* **What to produce**
Write out the lines below as a numbered list, without the pictures and without any blank lines.

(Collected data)
┌────────
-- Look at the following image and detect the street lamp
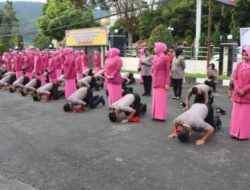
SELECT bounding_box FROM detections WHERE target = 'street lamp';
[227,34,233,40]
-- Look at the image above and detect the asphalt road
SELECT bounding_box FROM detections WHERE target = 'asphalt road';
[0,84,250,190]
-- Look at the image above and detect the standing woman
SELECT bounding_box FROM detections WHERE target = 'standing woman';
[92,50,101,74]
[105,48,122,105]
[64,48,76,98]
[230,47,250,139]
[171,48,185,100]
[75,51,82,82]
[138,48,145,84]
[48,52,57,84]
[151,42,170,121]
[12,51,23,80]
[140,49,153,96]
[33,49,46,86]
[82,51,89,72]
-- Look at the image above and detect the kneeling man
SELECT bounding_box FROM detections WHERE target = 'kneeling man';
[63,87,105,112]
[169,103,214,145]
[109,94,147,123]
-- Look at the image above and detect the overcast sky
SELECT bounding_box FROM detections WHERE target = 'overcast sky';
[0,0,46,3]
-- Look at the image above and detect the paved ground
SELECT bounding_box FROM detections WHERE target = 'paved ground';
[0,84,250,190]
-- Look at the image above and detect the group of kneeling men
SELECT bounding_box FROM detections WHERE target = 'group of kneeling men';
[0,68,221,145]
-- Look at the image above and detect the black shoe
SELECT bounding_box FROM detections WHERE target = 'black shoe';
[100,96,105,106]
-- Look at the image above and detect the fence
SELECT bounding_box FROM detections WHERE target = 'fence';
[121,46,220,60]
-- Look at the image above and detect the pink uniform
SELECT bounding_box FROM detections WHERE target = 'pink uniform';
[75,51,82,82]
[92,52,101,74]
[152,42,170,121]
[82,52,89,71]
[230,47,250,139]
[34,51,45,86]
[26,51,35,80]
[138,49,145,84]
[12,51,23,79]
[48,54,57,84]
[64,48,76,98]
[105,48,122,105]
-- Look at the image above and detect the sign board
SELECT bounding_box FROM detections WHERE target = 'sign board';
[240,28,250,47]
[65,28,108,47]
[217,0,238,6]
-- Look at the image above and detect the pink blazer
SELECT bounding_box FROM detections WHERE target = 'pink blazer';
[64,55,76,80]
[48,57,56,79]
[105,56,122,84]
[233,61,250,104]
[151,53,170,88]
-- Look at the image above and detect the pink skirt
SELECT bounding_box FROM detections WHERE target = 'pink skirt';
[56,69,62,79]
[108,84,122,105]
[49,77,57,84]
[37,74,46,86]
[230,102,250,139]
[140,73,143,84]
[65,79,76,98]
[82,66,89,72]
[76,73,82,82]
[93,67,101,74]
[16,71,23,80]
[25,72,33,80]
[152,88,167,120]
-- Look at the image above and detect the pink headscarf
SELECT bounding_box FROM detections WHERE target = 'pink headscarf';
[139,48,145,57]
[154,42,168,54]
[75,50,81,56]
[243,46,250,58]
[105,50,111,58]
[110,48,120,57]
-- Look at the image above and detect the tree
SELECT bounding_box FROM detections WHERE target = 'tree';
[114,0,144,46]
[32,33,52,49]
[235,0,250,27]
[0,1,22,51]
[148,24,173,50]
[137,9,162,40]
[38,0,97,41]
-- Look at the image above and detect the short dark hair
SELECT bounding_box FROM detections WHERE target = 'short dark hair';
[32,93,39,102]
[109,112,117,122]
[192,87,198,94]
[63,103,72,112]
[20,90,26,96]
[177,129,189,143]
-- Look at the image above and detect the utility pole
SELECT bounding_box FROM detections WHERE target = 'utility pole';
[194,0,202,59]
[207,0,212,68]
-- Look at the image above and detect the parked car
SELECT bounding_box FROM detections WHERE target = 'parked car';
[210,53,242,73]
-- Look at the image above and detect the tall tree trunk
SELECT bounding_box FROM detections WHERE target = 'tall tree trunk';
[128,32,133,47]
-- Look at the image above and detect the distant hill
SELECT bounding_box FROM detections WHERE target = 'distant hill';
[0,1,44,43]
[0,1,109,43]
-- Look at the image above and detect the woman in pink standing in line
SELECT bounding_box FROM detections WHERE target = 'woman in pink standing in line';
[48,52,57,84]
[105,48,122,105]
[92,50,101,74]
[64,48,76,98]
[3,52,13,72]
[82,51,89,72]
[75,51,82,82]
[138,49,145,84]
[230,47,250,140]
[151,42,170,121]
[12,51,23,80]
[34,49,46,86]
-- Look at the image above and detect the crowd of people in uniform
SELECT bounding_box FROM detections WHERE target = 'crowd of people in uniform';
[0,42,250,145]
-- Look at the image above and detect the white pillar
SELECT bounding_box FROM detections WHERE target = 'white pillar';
└────────
* **Exercise result**
1. -- Look at the following image and detect the street lamp
2. SELECT bounding_box FROM detections WHERE target = 'street lamp';
3. [227,34,233,40]
4. -- Look at the image above and detect the asphalt road
5. SELECT bounding_box FROM detections WHERE target = 'asphalt road';
6. [0,84,250,190]
7. -- Look at the image above and detect the standing woman
8. SELECT bounding_box FROM detections WHERE target = 'standing woman';
9. [92,50,101,74]
10. [105,48,122,105]
11. [64,48,76,98]
12. [230,47,250,139]
13. [171,48,185,100]
14. [75,51,82,82]
15. [138,48,145,84]
16. [48,52,57,84]
17. [151,42,170,121]
18. [12,51,23,80]
19. [140,49,153,96]
20. [33,49,46,86]
21. [82,51,89,72]
22. -- Look at the image above and detect the kneeling man
23. SELECT bounding_box FROM detections WHERE target = 'kneeling man';
24. [63,87,105,112]
25. [169,103,214,145]
26. [109,94,147,123]
27. -- Look at the image above and detect the overcast sky
28. SELECT bounding_box FROM detections WHERE target = 'overcast sky';
29. [0,0,46,3]
30. -- Look at the image above and detect the paved ground
31. SELECT bounding_box FROM detections WHERE target = 'paved ground';
32. [0,84,250,190]
33. -- Look at the image above and detect the group of kneeling men
34. SELECT bounding_box FROM detections WHERE target = 'group of kneeling men';
35. [0,68,221,145]
36. -- Look at the image above and detect the black shoe
37. SELECT bounding_box FROM detections WHERE target = 'black shoe';
38. [100,96,105,106]
39. -- Look at the image above and detect the fence
40. SELECT bounding_box FROM detections WHERE target = 'fence';
41. [121,46,220,60]
42. -- Look at the image above and detect the pink uniform
43. SELECT bounding_box FROM detections WHERE target = 'pink uniform';
44. [75,51,82,82]
45. [92,52,101,74]
46. [152,42,170,121]
47. [82,52,89,71]
48. [230,47,250,139]
49. [34,51,45,86]
50. [26,51,35,80]
51. [138,49,145,84]
52. [12,51,23,79]
53. [48,54,57,84]
54. [64,48,76,98]
55. [105,48,122,105]
56. -- Look at the image above and detect the sign board
57. SELECT bounding_box FROM detections WHERE target = 'sign board';
58. [240,28,250,47]
59. [65,28,108,47]
60. [217,0,238,6]
61. -- Look at the image above and detect the pink blazer
62. SELECT bounding_box FROM detections WHERE target = 'pink blazer';
63. [64,55,76,80]
64. [48,57,56,79]
65. [105,56,122,84]
66. [233,61,250,104]
67. [151,53,170,88]
68. -- Look at the image above and detect the pink skirt
69. SELECT bounding_box FROM detections WHERE target = 'pink skirt';
70. [56,69,62,79]
71. [108,84,122,105]
72. [49,77,57,84]
73. [37,74,46,86]
74. [230,102,250,139]
75. [140,73,143,84]
76. [65,79,76,98]
77. [82,66,89,72]
78. [76,73,82,82]
79. [93,67,101,74]
80. [16,71,23,80]
81. [25,72,33,80]
82. [152,88,167,120]
83. -- Look at the image above and detect the pink headscarf
84. SELECT bounding_box FROM detections WHERE target = 'pink headscarf';
85. [139,48,145,57]
86. [154,42,168,54]
87. [75,50,81,56]
88. [243,46,250,58]
89. [105,50,111,58]
90. [110,48,120,57]
91. -- Look at the image above and detect the tree
92. SELECT bounding_box FROM detections WHERE target = 'tree';
93. [114,0,144,46]
94. [32,33,52,49]
95. [235,0,250,27]
96. [0,1,22,51]
97. [148,24,173,50]
98. [137,9,162,40]
99. [38,0,97,41]
100. -- Look at the image above and detect the short dark hair
101. SELECT bounding_box FROM detections WHERE target = 'short dark hair';
102. [32,93,39,102]
103. [109,112,117,122]
104. [192,87,198,94]
105. [63,103,72,112]
106. [20,90,26,96]
107. [177,129,189,143]
108. -- Look at the image above and detect the utility pole
109. SELECT bounding_box FROM detections WHERE target = 'utility pole';
110. [194,0,202,59]
111. [207,0,212,68]
112. -- Look at the image above and detect the parked car
113. SELECT bounding_box FROM detections WHERE target = 'parked car';
114. [210,53,242,73]
115. -- Look at the image above and detect the tall tree trunk
116. SELECT bounding_box FROM detections WHERE target = 'tall tree trunk';
117. [128,32,133,47]
118. -- Look at the image above and detect the distant hill
119. SELECT bounding_box FROM detections WHERE target = 'distant hill';
120. [0,1,44,43]
121. [0,1,109,43]
122. -- Look at the image above and detect the woman in pink standing in line
123. SELECT bounding_box FROM detections WHERE target = 'woman in pink standing in line';
124. [48,52,57,84]
125. [105,48,122,105]
126. [92,50,101,74]
127. [64,48,76,98]
128. [3,52,13,72]
129. [82,51,89,72]
130. [75,51,82,82]
131. [138,49,145,84]
132. [230,47,250,140]
133. [151,42,170,121]
134. [12,51,23,80]
135. [34,49,46,86]
136. -- Look at the image above and detect the crowd of people in uniform
137. SELECT bounding_box FROM detections WHERE target = 'crowd of people in uniform';
138. [0,42,250,145]
139. -- Look at the image above and detect the white pillar
140. SELECT bounding_box FROM detections WHERE target = 'white pillar';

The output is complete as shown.